[Exercise instructions]
A. List the steps that the first answer in the forum thread below on the intersection of f and g describes in words rather than in equations.
B. In the forum thread below on the intersection of f and g, what additional point of intersection does the fourth answer identify?
C. Carry on the forum thread below on the intersection of f and g from the point where it stops.

Question

f(x)= (1.6^3)*sqrt(x) and g(x)= x^2. find intersection points.

Answer 1

equate the functions

\[1.6^3\sqrt{x} = x^2\]

divide both sides by root x

\[1.6^3 = \frac{x^2}{x^{1/2}}\]

using index laws

\[1/6^3 = x^{3/2}\]

\[x = (1.6^3)^{2/3}\]

\[x = 1.6^2\]

Answer 2

from the second step: for division with like bases, would subtract 2 - 1/2?

Answer 3

you need to substitute the x value to find y

y = x^2 then y = (1.6^2)^2
y = 1.6^4

the ordered pair is (1.6^2, 1.6^4)

Answer 4

and there is another point of intersection , I just realised... when x=0, then y= 0

so the points of intersection and

(0,0) and (1.6^2, 1.6^4)

Answer 5

what about rotating the region about the y-axis and finding resulting volume using shell method?

[Extracted records]
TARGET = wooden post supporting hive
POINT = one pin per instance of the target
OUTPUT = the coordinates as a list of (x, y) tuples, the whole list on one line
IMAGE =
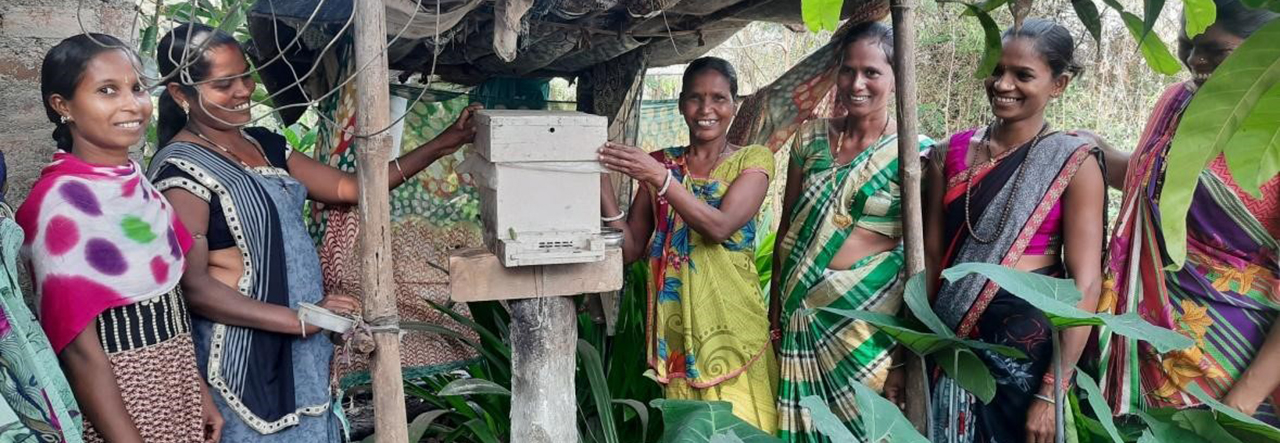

* * *

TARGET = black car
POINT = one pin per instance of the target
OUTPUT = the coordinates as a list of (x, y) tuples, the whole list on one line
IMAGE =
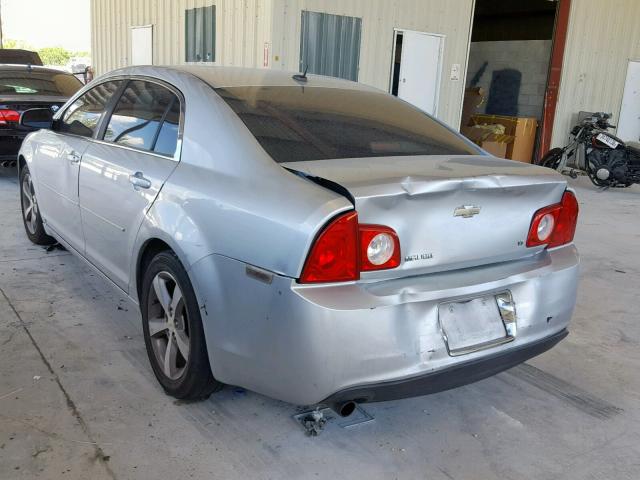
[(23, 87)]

[Answers for this exercise]
A.
equate the functions
divide both sides by root x
using index laws

B. (0,0), since y = 0 when x = 0.

C.
Answer 6

I don't know the shell method

Answer 7

\[2pi \int\limits_{a}^{b}(f(x)-g(x))dx\]

Answer 8

all I use for volume of a solid revolved is

\[V = \pi \int\limits_{a}^{b} y^2 dx \]

Answer 9

well the problem is \[V = \pi \int\limits_{0}^{1.6^2} 1.6^3x^{1/2} - x^2 dx\]

rough guess its

\[V = \pi[ 1.6^3 2/3x^3/2 - 1/3x^3]_{0}^{1.6^2}\]

Answer 10

oops

\[V = \pi[1.6^3\frac{2}{3}x^{2/3} - \frac{1}{3}x^3]_{0}^{1.6^2}\]

Answer 11

just never heard it referred to as the shell method

Answer 12

the one you are using is called disc/washer method

Answer 13

ok... thats all I use sorry I think the integral is correct... you just need a multiple of 2 out the front with pi

Answer 14

f(x) is the upper function and g(x) is the lower function.

Answer 15

thank you for your help. :-)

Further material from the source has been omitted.